▶ Reading passage
* BEGIN *

# Enco (RF30) 110v wiring



## tcweb (Sep 14, 2018)

I'm sorry for posting, there must be dozens of posts on this topic, but I think I've found them all, and they don't apply to my mill.

I have a new (to me) enco mill drill.  About 600lbs of coolness, and was able to move the motor jumpers to get it to run on 110v.  
The ONLY issue is that the forward/reverse drum switch is backwards.  I figured it would be easy - locate the capacitor/start winding, reverse the leads, and I'd be good.

Not so easy, apparently - my drum switch has 12 contacts, and without taking everything apart, there's no way I can map it out.  

I'm hoping someone has an earlier enco mill/drill that uses the same reversing drum switch and 2HP Chinese motor.  (4L-90-4, I believe)

I'll attach the pics that I have.


----------



## tcweb (Sep 14, 2018)

I will take more pictures, and provide any additional details that may be needed.  I'd like to document this well enough for someone else coming along who has the same or similar setup.

Lastly, my assumption is that reversing the blue and brown wires at the motor terminal block may accomplish what I'm looking to do... (those are the terminal blocks marked Z1W1, Z2W2).  But since this config may have been wired wrong by a previous owner, I don't want to risk making changes until I'm a bit more confident.


----------



## Norseman C.B. (Sep 14, 2018)

Personally I prefer 220v as it has less draw on the power source
and more efficiency for use, MORE POWER MAN !!!!................


----------



## tcweb (Sep 14, 2018)

I can't be sure that someone didn't bungle up the wiring before I got it...it may run backwards at 220v as well.


----------



## markba633csi (Sep 15, 2018)

Swap the Z1 and Z2 that should do it.  
Norseman is correct, 220 volt is more efficient and your switches last longer
Mark


----------



## tcweb (Sep 15, 2018)

* END *

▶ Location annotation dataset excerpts
* BEGIN *

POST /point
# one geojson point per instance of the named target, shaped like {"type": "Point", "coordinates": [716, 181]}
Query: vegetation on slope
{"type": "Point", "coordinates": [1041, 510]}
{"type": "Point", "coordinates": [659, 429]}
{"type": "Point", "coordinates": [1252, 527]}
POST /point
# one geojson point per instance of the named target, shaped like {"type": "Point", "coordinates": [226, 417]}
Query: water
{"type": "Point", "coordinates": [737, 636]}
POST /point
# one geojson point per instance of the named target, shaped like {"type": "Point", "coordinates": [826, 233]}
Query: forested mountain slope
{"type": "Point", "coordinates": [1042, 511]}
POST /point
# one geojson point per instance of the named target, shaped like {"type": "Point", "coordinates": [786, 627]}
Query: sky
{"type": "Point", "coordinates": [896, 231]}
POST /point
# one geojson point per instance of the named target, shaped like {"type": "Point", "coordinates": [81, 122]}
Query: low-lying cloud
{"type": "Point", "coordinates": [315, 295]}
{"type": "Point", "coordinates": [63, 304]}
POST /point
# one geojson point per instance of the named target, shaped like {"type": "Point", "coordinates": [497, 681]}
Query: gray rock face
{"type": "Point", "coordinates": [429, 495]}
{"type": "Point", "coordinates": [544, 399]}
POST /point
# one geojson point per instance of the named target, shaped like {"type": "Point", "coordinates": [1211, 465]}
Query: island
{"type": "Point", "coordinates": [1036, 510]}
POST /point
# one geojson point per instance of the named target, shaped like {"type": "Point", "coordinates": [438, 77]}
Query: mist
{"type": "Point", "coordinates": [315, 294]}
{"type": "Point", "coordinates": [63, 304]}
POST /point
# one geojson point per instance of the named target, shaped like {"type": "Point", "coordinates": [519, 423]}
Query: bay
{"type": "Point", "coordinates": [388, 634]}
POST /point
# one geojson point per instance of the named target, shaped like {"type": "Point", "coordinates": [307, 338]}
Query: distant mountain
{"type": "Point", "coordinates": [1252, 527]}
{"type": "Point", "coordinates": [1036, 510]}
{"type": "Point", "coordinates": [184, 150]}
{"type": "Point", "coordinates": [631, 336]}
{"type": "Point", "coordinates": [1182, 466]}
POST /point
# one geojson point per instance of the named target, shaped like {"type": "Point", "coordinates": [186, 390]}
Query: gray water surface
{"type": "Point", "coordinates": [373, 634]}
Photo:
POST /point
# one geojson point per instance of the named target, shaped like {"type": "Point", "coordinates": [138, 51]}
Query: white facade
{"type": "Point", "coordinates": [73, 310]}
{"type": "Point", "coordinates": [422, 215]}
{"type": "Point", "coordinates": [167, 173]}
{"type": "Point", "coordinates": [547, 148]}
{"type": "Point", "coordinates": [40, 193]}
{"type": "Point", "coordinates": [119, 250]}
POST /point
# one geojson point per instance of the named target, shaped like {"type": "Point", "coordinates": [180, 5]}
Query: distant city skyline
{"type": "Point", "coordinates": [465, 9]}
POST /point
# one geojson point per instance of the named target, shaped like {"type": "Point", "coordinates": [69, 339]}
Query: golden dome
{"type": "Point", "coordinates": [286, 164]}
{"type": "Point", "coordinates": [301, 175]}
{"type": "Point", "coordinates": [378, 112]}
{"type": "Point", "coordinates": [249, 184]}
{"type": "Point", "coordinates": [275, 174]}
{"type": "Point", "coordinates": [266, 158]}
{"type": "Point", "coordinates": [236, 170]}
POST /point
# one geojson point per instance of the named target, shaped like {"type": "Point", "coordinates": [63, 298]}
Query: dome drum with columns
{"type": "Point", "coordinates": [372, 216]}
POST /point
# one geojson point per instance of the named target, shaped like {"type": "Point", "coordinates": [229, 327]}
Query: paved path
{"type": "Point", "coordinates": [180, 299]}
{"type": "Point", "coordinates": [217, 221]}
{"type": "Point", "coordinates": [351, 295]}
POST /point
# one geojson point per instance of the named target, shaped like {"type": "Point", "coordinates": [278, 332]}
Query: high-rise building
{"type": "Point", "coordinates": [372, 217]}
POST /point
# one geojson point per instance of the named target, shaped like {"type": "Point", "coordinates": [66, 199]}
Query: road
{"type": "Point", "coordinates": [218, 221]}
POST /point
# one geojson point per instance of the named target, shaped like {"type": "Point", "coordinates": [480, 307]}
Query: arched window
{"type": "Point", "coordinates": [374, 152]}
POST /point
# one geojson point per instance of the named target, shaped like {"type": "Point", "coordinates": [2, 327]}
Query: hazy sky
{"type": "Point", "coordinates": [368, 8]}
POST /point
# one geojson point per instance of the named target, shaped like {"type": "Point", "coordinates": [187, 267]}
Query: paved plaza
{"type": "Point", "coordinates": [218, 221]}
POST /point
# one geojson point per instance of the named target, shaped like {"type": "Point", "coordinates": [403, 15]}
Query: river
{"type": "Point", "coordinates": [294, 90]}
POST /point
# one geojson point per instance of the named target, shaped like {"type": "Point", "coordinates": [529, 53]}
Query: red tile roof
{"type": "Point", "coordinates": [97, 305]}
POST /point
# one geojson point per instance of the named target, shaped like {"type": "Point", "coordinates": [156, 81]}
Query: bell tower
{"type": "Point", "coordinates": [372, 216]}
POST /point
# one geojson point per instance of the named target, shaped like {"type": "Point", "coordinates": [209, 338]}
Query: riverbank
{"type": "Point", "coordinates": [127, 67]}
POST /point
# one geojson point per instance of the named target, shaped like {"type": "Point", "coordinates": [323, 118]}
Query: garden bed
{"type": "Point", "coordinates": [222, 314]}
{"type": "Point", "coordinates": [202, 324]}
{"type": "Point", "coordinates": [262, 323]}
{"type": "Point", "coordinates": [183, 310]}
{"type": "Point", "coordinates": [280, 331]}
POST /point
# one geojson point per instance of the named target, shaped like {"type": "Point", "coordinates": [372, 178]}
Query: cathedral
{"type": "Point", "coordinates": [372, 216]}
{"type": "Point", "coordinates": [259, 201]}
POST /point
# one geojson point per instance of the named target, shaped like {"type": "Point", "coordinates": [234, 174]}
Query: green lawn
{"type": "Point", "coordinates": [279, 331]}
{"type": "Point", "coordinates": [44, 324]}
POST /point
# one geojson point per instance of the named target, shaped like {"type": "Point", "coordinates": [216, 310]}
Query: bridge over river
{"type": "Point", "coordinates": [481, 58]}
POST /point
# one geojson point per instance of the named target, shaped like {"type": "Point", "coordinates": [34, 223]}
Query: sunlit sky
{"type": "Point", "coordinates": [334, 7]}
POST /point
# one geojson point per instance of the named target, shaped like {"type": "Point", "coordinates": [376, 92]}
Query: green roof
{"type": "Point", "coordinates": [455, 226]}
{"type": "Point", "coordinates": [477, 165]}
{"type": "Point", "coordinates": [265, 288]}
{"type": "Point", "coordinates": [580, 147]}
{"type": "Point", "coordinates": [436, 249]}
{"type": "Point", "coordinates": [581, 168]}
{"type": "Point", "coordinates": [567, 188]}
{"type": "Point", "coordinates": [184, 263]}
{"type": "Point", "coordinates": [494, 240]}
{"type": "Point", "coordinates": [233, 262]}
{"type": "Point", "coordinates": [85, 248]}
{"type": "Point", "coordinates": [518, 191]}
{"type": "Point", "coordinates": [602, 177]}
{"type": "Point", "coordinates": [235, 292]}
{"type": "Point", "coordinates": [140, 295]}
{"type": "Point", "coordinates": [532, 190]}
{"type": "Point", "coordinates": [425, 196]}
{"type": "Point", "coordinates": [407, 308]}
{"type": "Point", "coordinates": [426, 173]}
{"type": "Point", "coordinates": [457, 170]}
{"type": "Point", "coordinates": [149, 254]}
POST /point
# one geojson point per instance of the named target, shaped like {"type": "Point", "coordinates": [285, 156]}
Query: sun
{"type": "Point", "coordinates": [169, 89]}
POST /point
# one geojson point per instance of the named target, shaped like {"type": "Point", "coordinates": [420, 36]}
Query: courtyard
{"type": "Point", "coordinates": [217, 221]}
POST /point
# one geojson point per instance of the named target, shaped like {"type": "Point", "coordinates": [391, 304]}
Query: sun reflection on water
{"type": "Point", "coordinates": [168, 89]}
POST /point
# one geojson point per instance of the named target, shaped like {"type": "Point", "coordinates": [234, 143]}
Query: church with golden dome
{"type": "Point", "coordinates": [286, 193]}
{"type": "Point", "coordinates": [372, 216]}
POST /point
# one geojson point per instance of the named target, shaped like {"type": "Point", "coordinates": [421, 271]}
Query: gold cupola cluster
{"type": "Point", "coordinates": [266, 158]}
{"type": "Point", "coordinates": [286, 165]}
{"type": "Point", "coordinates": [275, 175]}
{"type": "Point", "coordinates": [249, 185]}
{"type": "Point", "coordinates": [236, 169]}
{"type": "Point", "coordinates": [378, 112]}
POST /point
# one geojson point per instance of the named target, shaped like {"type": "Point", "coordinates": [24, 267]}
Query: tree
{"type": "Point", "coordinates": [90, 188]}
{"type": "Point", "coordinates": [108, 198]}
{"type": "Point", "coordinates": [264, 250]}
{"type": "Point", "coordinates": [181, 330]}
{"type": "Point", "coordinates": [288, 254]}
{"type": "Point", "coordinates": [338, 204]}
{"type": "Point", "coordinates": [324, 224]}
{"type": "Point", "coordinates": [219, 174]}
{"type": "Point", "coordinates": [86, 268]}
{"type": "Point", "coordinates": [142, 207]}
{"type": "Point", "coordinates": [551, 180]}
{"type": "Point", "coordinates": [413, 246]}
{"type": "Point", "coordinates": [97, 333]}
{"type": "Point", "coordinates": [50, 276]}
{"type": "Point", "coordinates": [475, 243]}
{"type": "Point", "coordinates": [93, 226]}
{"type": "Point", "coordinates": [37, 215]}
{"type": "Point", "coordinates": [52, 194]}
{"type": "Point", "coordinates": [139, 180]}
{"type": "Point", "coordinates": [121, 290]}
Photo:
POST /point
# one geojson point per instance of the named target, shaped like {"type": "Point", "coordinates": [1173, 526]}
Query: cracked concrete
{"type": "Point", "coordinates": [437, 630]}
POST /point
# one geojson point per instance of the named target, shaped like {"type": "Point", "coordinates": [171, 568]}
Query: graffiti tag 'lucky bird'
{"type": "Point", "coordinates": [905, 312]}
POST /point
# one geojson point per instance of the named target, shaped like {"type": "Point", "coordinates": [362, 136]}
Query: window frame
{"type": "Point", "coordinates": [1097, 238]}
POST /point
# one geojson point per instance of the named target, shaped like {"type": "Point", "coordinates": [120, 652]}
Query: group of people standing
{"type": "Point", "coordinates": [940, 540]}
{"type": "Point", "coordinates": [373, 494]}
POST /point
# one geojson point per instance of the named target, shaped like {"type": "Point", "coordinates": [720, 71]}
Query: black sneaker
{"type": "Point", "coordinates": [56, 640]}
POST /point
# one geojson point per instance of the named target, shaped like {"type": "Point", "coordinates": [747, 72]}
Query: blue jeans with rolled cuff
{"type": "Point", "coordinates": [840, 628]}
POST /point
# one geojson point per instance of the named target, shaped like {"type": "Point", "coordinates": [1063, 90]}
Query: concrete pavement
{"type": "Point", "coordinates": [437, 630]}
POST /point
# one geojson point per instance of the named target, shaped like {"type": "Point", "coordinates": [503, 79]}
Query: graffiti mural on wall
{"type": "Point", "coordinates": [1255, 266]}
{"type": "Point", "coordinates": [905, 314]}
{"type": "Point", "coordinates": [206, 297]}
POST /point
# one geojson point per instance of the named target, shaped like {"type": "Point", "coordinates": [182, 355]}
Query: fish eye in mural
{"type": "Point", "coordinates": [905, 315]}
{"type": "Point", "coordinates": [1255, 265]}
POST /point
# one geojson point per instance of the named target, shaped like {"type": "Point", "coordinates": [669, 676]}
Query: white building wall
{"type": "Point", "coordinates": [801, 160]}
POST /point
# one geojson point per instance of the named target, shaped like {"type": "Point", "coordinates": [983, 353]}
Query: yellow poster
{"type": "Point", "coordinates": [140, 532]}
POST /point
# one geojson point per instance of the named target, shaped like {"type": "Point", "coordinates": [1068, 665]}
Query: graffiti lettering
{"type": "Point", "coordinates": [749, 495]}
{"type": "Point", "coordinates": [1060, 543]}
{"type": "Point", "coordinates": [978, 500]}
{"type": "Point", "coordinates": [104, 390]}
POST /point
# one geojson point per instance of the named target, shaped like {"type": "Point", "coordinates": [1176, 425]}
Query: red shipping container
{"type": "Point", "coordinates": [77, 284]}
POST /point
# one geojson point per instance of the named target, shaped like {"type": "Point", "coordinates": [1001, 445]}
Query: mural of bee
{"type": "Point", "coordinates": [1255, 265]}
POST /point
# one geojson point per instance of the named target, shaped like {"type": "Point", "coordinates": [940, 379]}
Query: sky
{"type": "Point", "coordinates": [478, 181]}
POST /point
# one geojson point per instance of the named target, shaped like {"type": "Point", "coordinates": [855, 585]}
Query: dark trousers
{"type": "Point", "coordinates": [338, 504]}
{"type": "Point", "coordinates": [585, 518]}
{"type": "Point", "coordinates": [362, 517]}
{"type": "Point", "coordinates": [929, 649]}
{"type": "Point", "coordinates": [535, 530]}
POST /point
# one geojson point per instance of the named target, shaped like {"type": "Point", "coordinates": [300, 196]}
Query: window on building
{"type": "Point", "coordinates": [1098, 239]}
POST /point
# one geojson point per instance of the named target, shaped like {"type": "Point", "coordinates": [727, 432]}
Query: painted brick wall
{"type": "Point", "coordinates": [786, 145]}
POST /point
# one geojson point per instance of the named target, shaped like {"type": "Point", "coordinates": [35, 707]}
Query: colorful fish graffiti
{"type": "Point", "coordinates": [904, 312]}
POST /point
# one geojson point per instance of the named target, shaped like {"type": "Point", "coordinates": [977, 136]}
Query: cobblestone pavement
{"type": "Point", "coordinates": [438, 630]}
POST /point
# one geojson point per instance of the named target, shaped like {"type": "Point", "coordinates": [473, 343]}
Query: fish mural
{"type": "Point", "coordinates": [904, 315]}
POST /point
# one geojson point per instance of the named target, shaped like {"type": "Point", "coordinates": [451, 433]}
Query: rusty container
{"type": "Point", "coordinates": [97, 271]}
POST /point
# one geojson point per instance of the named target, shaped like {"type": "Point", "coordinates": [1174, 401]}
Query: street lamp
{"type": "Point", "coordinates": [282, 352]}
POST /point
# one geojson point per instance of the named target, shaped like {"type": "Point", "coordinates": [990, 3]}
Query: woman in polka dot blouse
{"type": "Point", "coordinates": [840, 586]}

* END *

▶ Task 1
In the forum thread, which two terminals does markba633csi say to swap?
▶ Task 2
List every line of the listing that contains the string "with", treating uppercase and lowercase as different.

▶ Result 1
Z1 and Z2

▶ Result 2
Query: dome drum with columns
Query: church with golden dome
Query: blue jeans with rolled cuff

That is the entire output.